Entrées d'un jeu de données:
--------------------

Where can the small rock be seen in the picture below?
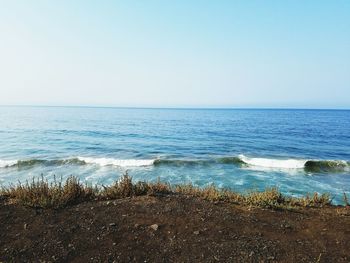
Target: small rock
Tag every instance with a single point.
(154, 227)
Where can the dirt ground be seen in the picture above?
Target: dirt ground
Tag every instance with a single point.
(172, 228)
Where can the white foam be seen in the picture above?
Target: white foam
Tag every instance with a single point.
(117, 162)
(273, 163)
(6, 163)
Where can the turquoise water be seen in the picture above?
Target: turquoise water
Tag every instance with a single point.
(238, 149)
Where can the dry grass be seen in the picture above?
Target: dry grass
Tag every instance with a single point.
(41, 193)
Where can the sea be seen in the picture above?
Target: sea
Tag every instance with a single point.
(298, 151)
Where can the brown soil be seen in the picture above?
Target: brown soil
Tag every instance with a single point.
(189, 230)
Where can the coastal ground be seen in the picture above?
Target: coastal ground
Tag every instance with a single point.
(172, 228)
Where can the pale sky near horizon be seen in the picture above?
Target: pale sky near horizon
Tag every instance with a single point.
(175, 53)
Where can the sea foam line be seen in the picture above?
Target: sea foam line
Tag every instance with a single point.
(274, 163)
(117, 162)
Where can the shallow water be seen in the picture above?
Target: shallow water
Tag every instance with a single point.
(238, 149)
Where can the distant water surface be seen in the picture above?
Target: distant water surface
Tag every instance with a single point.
(298, 151)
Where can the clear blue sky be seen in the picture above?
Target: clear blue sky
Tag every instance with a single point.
(176, 53)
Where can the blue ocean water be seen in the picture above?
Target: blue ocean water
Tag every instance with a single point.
(298, 151)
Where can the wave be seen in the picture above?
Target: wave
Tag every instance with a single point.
(117, 162)
(315, 166)
(273, 163)
(312, 166)
(33, 162)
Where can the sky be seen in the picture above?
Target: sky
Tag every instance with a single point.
(145, 53)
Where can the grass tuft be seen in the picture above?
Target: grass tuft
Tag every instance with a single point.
(42, 194)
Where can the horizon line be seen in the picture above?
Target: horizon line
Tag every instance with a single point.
(174, 107)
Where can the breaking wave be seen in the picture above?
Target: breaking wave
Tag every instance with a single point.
(317, 166)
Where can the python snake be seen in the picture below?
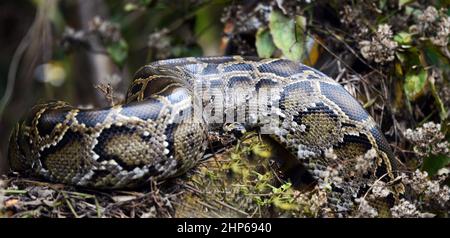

--------------------

Pouvez-vous présenter en tableau Markdown, avec les colonnes « n° » et « Ligne », les lignes allant de celle qui contient « Where can the grass » jusqu'à la toute dernière ligne incluse, en omettant les lignes vides et les images ?

| n° | Ligne |
|---|---|
| 1 | Where can the grass tuft be seen in the picture above? |
| 2 | Target: grass tuft |
| 3 | Tag every instance with a single point. |
| 4 | (42, 194) |
| 5 | Where can the horizon line be seen in the picture above? |
| 6 | Target: horizon line |
| 7 | Tag every instance with a single point. |
| 8 | (174, 107) |
| 9 | Where can the breaking wave be seen in the picture above? |
| 10 | Target: breaking wave |
| 11 | Tag every instance with a single point. |
| 12 | (317, 166) |
| 13 | Where can the python snake be seen in the picture below? |